### Set exercise a
Retype the stretch from "When they finally" through "won my admiration." in the concert review below, keeping every character as it appears.

Such situations aren’t necessarily the fault of anybody or any band, but they do shade a newcomer’s perception. They make fast favorites. To wit, the wonderful five-female group Della Mae
was up next at the Lincoln Theatre. The crowd thinned considerably after Steep Canyon Rangers’ (somewhat weary) midnight slot, but Della Mae seemed genuinely thrilled to be onstage, even if what should have been a simple linecheck was belabored by a buzz in the sound system that took a problem-solving team a few minutes to solve.
When they finally started playing, though, they were confident, controlled and incredibly charming. Their fast songs felt comfortably quick but not uncontrollably so, and their rather risqué lovemaking tune, “The Most,” was as collected and gentle as the material demanded. They’d recovered nicely from a difficult spot and, at the very least, won my admiration.

### Set exercise b
How many lines of the records below contain the string "petal"? Case counts, so reply with the number alone.

### Data for the task
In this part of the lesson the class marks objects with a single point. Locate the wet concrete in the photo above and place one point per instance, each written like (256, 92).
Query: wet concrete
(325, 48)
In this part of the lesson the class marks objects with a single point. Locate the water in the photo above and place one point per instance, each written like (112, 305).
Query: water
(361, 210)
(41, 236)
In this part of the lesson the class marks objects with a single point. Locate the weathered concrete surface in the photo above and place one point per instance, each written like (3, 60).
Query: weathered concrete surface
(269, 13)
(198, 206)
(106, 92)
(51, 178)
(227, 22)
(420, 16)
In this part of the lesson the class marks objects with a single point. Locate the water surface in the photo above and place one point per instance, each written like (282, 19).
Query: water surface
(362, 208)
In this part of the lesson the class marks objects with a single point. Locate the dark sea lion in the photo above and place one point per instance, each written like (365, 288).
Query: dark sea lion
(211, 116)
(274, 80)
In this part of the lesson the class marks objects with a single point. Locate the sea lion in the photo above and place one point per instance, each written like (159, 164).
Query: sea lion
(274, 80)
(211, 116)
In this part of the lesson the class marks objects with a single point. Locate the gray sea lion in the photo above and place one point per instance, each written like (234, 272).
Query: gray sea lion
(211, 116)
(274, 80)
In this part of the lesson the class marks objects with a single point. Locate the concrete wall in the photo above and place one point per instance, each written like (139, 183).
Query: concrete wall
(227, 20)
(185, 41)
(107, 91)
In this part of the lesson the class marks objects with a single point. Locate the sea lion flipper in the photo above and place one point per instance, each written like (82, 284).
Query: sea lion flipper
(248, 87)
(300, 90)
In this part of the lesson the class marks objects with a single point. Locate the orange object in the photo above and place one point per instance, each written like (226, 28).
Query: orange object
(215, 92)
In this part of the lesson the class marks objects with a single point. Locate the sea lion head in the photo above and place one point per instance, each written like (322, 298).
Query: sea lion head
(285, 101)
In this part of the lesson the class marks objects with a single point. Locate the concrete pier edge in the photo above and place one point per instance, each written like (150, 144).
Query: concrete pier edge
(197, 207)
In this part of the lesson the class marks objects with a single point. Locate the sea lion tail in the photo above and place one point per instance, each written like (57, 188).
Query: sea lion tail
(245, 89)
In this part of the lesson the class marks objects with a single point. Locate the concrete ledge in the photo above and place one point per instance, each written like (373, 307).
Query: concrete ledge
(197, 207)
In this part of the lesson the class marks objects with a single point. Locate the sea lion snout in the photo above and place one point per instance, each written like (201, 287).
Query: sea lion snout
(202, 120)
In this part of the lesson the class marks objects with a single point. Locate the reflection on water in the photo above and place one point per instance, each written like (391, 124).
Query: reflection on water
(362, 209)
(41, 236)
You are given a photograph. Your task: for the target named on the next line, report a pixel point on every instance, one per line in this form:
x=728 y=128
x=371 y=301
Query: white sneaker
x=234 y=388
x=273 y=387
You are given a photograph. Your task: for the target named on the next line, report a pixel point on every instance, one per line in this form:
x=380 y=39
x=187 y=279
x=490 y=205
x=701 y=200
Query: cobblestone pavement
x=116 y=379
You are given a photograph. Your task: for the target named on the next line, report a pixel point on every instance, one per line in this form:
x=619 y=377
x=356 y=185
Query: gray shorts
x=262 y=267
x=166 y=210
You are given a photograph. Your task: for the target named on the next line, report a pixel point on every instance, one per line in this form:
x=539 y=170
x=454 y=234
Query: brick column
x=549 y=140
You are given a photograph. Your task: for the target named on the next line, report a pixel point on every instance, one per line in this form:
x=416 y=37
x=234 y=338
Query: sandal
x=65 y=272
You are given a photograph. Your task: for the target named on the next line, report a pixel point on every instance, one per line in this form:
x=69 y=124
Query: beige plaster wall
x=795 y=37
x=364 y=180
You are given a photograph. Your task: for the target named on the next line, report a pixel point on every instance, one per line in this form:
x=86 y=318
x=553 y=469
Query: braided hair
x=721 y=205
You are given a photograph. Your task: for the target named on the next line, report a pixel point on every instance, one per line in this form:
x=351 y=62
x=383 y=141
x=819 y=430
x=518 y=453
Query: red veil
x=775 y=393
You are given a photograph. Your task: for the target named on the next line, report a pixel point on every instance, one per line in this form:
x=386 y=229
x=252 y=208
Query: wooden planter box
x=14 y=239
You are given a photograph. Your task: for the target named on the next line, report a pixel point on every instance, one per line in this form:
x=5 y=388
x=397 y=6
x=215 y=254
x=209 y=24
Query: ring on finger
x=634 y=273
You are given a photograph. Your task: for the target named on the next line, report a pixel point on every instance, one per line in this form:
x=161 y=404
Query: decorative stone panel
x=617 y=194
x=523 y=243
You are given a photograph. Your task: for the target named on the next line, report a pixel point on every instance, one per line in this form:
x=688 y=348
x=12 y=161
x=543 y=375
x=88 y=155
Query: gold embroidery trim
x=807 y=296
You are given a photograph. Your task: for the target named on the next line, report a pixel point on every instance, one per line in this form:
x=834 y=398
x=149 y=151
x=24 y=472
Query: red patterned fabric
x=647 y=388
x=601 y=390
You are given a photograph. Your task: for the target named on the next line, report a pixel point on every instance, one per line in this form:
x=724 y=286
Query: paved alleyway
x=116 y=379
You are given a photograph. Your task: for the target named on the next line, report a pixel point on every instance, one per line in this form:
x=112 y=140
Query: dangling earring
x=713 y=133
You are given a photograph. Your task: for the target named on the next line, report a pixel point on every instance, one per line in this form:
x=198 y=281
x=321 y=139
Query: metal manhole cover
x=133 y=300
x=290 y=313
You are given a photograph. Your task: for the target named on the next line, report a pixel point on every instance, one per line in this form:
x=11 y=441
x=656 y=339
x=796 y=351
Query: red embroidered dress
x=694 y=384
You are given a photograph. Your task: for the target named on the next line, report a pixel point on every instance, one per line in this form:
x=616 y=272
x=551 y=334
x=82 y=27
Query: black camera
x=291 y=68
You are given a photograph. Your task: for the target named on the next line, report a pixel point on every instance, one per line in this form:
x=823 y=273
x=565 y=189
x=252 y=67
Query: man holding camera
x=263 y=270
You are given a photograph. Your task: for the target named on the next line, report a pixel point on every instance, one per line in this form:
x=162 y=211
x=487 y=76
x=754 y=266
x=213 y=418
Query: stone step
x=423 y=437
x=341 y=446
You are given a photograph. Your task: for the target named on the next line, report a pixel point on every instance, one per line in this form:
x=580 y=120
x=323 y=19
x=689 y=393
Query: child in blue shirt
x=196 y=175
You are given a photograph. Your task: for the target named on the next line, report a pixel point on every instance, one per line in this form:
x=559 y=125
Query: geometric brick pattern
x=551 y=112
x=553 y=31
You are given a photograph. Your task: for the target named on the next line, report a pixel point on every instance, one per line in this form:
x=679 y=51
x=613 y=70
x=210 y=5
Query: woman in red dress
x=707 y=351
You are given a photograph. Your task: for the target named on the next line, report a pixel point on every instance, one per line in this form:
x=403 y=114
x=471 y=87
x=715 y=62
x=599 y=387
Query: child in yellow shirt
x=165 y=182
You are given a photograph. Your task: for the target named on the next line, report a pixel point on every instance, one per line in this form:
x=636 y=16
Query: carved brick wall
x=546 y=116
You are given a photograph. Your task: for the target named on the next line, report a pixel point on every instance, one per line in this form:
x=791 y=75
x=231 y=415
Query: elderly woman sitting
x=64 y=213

...

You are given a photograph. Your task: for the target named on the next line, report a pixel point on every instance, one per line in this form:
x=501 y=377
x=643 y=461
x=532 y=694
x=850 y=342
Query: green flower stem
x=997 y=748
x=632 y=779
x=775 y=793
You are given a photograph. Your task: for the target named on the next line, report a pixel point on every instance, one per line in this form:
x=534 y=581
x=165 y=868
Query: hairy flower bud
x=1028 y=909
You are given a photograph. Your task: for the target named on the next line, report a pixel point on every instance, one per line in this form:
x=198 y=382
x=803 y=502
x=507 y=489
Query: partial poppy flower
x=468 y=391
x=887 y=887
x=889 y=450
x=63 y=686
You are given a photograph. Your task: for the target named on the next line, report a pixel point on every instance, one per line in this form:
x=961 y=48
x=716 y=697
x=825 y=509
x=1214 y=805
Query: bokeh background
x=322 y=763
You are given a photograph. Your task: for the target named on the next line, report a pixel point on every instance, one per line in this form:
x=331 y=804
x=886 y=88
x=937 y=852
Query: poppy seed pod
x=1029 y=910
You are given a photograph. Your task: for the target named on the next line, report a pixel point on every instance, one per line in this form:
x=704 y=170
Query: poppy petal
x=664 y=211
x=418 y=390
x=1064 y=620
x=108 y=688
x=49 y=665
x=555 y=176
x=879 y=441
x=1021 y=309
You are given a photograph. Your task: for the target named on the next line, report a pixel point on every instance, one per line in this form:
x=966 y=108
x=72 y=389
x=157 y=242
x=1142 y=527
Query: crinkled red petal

### Output a
When they finally started playing, though, they were confident, controlled and incredibly charming. Their fast songs felt comfortably quick but not uncontrollably so, and their rather risqué lovemaking tune, “The Most,” was as collected and gentle as the material demanded. They’d recovered nicely from a difficult spot and, at the very least, won my admiration.

### Output b
2